### Material provided
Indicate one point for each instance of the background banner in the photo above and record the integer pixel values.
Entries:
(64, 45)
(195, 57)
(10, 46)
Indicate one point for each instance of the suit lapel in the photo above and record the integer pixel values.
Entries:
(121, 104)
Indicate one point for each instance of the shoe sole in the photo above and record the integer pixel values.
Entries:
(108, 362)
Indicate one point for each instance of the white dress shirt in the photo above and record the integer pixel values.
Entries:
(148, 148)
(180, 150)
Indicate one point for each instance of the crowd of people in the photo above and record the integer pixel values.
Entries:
######
### Material provided
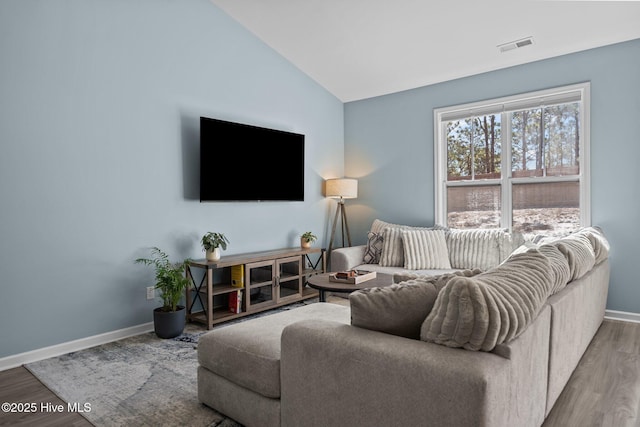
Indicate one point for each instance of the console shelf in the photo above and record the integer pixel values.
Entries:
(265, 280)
######
What to work on — Show all lines from the records above where the word "point" occurs.

Response to this task —
Indicate one point for each instance of the background banner in the photo above and record the integer pixel values.
Indicate one point for each instance of the suit lapel in the photo above and record the integer pixel values.
Indicate one point for each instance of the shoe sole in the photo above and record the integer pixel values.
Indicate one point for each instance of the white dress shirt in the photo above and record the integer pixel values.
Indicate one point for each instance of the crowd of people in the photo above and record the integer pixel values.
Indicate one point for each instance of the console shelf in the photo above and record the integer pixel values.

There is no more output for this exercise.